— Start INPUT —
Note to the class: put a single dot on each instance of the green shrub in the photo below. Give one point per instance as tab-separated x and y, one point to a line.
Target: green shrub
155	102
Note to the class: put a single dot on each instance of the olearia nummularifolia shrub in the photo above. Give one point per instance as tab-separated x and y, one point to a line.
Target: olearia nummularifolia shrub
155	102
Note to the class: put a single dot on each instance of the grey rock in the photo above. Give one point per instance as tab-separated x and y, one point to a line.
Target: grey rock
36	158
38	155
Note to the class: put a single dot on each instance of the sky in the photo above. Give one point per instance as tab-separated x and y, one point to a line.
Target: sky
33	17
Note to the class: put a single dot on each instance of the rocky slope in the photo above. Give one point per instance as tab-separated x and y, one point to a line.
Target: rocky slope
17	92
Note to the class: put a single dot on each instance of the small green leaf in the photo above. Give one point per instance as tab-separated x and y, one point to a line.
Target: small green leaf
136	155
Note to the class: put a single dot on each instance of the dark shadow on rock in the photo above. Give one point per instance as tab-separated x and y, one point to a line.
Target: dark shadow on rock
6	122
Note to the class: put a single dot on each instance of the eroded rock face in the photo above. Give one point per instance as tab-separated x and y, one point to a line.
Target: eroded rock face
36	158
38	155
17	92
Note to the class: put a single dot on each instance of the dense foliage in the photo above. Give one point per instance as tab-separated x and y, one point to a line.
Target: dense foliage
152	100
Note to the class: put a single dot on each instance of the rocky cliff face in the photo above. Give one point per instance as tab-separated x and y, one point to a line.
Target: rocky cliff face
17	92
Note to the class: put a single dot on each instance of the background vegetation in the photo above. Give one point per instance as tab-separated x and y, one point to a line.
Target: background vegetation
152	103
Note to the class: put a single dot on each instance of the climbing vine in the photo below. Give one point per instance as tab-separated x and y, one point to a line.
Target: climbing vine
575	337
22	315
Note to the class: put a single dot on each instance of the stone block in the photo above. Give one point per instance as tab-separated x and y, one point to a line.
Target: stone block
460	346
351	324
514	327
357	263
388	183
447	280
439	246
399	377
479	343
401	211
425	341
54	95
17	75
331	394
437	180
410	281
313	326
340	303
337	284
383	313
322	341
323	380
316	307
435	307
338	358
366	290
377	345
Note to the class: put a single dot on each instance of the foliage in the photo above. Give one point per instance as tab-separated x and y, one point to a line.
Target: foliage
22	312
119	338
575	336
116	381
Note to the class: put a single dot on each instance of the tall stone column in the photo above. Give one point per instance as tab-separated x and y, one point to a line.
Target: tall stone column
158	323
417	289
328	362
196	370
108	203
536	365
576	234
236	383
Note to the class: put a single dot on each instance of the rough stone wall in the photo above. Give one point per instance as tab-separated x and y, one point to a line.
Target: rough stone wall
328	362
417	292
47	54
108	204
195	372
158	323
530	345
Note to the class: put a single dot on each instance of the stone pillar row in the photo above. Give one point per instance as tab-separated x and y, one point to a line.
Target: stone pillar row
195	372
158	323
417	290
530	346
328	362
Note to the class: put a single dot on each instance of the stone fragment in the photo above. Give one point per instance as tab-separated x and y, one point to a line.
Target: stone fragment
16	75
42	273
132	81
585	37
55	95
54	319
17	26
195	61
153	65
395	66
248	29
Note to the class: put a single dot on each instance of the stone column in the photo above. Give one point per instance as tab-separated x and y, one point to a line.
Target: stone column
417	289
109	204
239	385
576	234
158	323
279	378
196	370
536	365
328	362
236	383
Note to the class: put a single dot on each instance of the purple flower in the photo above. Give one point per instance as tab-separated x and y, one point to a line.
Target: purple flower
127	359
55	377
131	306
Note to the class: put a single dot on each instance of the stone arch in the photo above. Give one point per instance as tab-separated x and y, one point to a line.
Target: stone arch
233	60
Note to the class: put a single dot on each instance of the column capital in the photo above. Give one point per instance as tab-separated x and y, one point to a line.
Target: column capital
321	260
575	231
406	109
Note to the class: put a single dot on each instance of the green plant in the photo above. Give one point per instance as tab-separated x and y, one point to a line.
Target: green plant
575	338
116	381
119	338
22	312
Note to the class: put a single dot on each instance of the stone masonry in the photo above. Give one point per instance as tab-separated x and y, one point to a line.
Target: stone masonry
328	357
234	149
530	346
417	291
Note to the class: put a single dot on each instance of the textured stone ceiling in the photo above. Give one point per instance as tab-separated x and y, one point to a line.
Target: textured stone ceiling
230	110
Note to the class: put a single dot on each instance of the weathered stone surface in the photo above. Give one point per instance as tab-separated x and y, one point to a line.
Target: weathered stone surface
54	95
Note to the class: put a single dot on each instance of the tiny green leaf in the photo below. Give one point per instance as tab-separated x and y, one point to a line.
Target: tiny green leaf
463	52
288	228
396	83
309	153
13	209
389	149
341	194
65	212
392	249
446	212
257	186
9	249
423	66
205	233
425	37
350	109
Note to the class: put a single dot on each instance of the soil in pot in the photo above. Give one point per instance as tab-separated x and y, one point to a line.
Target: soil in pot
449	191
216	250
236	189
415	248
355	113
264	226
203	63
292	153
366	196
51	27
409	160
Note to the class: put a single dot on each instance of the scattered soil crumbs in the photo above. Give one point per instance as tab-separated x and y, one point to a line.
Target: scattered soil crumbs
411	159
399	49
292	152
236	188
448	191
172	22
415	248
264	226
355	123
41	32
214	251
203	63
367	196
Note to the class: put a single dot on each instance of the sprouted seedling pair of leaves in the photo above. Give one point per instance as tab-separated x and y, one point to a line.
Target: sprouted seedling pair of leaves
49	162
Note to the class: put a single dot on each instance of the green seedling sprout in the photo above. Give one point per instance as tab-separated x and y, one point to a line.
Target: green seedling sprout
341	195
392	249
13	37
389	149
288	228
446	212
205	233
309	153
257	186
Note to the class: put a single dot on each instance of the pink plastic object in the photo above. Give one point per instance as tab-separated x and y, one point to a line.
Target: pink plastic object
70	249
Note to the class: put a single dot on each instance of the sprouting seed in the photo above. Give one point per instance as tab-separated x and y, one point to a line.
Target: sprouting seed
— End INPUT —
THE EXERCISE: Switch every "single dot" in the records above to "single mark" and write out all the records again, leaving everything else unchanged.

THE SOLUTION:
Note to the class: put a single mark on each instance of the green shrub in the photo below. Give one point per instance as tab-separated x and y, one point to a line.
Target: green shrub
155	102
Note to the class: put a single mark on each instance of the olearia nummularifolia shrub in the photo above. Give one point per instance as tab-separated x and y, one point to a line.
Target: olearia nummularifolia shrub
155	102
Note to the class: put a single mark on each instance of the grey rock in the photo above. Give one point per instance as tab-separated x and y, one point to a line.
Target: grey rock
36	158
38	155
Note to the class: put a single mark on each instance of the sky in the photo above. Give one point per instance as tab-separated x and y, one point to a line.
Target: sky
33	17
Note to the class: put a single mark on each instance of the rocky slope in the photo above. Give one point per instance as tab-separated x and y, one point to a line.
Target: rocky slope
17	92
Note to the class: put a single mark on each instance of the small green leaf in the photo above. Give one point per instance as tab-separated x and y, one point to a line.
Target: small green leaf
136	155
Note to the class: put a single mark on each instance of the dark shadow on rock in the photo above. Give one point per instance as tab-separated x and y, one point to a line.
Target: dark shadow on rock
6	122
Note to the class: put a single mark on each instance of the eroded rock face in the photo above. Give one point per instance as tab-separated x and y, one point to a line.
Target: eroded rock face
36	158
38	155
17	92
Note to the class: put a single mark on each instance of the dense foliage in the photo above. Give one point per instance as tab-separated x and y, one point to a line.
Target: dense foliage
152	100
Note to the class: put a single mark on each instance of the rocky cliff face in the photo above. Give one point per instance as tab-separated x and y, one point to a line.
Target: rocky cliff face
17	92
Note to the class: put a single mark on each instance of the background vegetation in the photo above. Give one point per instance as tab-separated x and y, one point to a line.
Target: background vegetation
152	103
Note to the class: put a single mark on each instance of the climbing vine in the photo below. Give one point per instance as tab-separated x and y, one point to a line.
Target: climbing vine
575	337
22	315
Note to the class: put a single mark on each instance of the stone block in the photo above. Give one point per instance as tab-separated x and y, one point to a line.
Target: stone block
460	346
351	324
514	327
357	263
388	183
447	280
439	246
399	377
479	343
401	211
425	341
54	95
17	75
331	394
437	180
410	281
313	326
340	303
337	284
383	313
322	341
323	380
316	307
435	307
338	358
366	290
377	345
Note to the class: put a single mark on each instance of the foliage in the photo above. Give one point per instance as tab-separated x and y, one point to a line.
Target: foliage
22	312
119	338
575	336
116	381
Note to the class: put a single mark on each instance of the tall stone column in the photo above. Give one point per instance as tab-separated x and y, one point to a line.
Target: tall stone column
158	323
417	289
328	362
196	370
108	203
536	365
576	234
236	383
Note to the class: put a single mark on each instance of the rough stone wall in the photo above. Give one point per instance as tab-separated x and y, one point to a line.
Target: rough stone wall
328	362
417	292
47	54
108	204
195	372
158	323
530	345
Note to the class: put a single mark on each instance of the stone pillar row in the photo above. Give one point per instance as tab-separated x and y, one point to a line.
Target: stone pillar row
195	372
158	323
417	290
530	346
328	362
Note to the class: put a single mark on each instance of the stone fragment in the photo above. Give one point per instance as tab-separated x and y, one point to a line.
Target: stone fragment
16	75
42	273
132	81
585	37
55	95
54	319
17	26
195	61
153	65
395	66
248	29
Note to the class: put a single mark on each instance of the stone column in the photo above. Give one point per instance as tab-separated x and y, one point to a line.
Target: stone column
417	289
109	204
239	385
576	234
158	323
279	378
196	370
536	365
328	362
236	383
Note to the class: put a single mark on each instance of the purple flower in the photo above. Give one point per instance as tab-separated x and y, one point to a line.
Target: purple flower
127	359
55	377
131	306
Note to the class: put a single mark on each instance of the stone arch in the photo above. Give one point per instance as tab-separated x and y, one point to a line.
Target: stone arch
233	60
Note to the class: put a single mark on each instance of the column capital in the photo above. Give one point per instance as tab-separated x and y, one point to a line.
Target: column capital
321	260
575	231
406	109
Note to the class: put a single mark on each instance of the green plant in the photo above. Give one point per instance as tab-separated x and y, one point to a line.
Target: green plant
575	338
116	381
119	338
22	312
Note to the class: put a single mark on each instance of the stone masonry in the photo above. Give one point per instance as tab-separated x and y, one point to a line.
Target: stone masonry
328	357
234	149
530	346
417	291
Note to the class: put a single mark on each instance of the textured stone ceiling in the photo above. Give one point per instance as tab-separated x and y, one point to a line.
Target: textured stone ceiling
230	110
Note to the class: put a single mark on each instance of the weathered stone surface in the photo above. Give one point per instance as tab-separated x and y, one point to a line.
Target: weathered stone surface
54	95
Note to the class: put a single mark on each instance of the tiny green leaf in the photo below. Give one point per instance as tab-separated x and y, one point to a line.
Target: tiny green leaf
463	52
288	228
396	83
309	153
13	209
389	149
341	194
65	212
392	249
446	212
257	186
9	249
423	66
205	233
425	37
350	109
Note to the class: put a single mark on each instance of the soil in pot in the photo above. Give one point per instance as tab-separated x and y, one point to a line.
Target: soil in pot
449	191
216	250
236	189
415	248
355	113
264	226
203	63
292	153
366	196
51	27
409	160
Note to the class: put a single mark on each instance of the scattered soil crumbs in the photo above. Give one point per instance as tab-separated x and y, one point to a line.
Target: scattered soil crumbs
411	159
399	49
292	152
236	188
448	191
172	22
415	248
264	226
355	123
41	32
214	251
203	63
367	196
Note to the class: put a single mark on each instance of the sprouted seedling pair of leaves in the photo above. Give one point per instance as tab-separated x and y, one point to a line.
Target: sprouted seedling pair of leaves
49	162
Note to the class: put a single mark on each instance of the green seedling sprout in the photo above. Give one point per instance as tab-separated x and y, one point to a line.
Target: green seedling sprout
341	195
392	249
13	37
389	149
288	228
446	212
205	233
309	153
257	186
Note to the class: put a single mark on each instance of the pink plastic object in the photo above. Give one point per instance as tab-separated x and y, one point to a line.
Target: pink plastic object
70	249
Note to the class: put a single mark on each instance of the sprouting seed in the photo above. Give one point per instance as tab-separated x and y, one point to a line.
Target: sprouting seed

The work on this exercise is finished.